# EXTRACT PROVIDED

# # #

Figure 2 illustrates cutting an original tone T with a cut A at a time t_A of 20, producing a first part Ta of the tone T, before the cut A, and a second part Tb of the tone T, after the cut A. Information about the original state of the tone T is stored in respective memory spaces allocated to each of the first and second parts Ta and Tb of the tone T. In the example of figure 2, information relating to the duration (i.e. length) of the original tone T is stored in the allocated memory spaces. However, other information about the original state of the tone T may additionally or alternatively be stored in the memory spaces, e.g. information relating to pitch and/or velocity/loudness of the original tone T. It should again be noted that the stored information is about the original state of the tone T, not about any intermediate state(s) resulting from a sequence of editing operations. Thus, regardless of how many parts the Tone is cut into, or how many times these parts are adjusted (including if the duration is adjusted to zero), each of the parts will always have information about the original state of the tone T, e.g. enabling the original tone to be recreated regardless of the type and number of editing operations have been performed.

# # #

# DATA BLOCK

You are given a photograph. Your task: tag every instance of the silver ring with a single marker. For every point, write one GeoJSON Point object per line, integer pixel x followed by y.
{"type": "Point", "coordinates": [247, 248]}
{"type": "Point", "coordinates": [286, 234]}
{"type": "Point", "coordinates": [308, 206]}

# # #

# SET PROBLEM 1
In the passage on cutting a tone, what information about the original tone T is stored in the allocated memory spaces in the example of figure 2?
# SET PROBLEM 2
Write the next few sentences of the passage on cutting a tone, picking up after its final sentence.

# RESPONSE 1
Information relating to the duration, or length, of the original tone T.

# RESPONSE 2
The information about the original duration of the tone T may include a single number of seconds or other time unit, seventeen for the original tone T in figure 2 which extends between time 15 and time 32. Alternatively, as illustrated by "(5, 12)" in figure 2, the stored information about the original duration may specify that the original tone extended a specified number time units (here five) before the cut A and a specified number of time units (here twelve) after the cut A. This may give more information which may be useful for later recreating the original tone than a single number. Alternatively, negative numbers may be used for indicating that a partial tone Tb used to start earlier in its original state T. For instance, if stream S has a tone T which starts at time t=100 and ends at time t=300, and this stream S is cut to produce a first stream Si and a second stream S2. Then, stream Si contains a first part Ta of the tone that starts at t=100 and ends at t=200, but has a memory space allocated to said first part Ta which contains information about that the original tone T started at t=100 and ended at t=300. However, stream S2 contains a second part Tb of the tone that starts at t=0 and ends at t=100, but has a memory space allocated to said second part Tb which contains information about that the original tone T started at t=-100 and ended at t=100.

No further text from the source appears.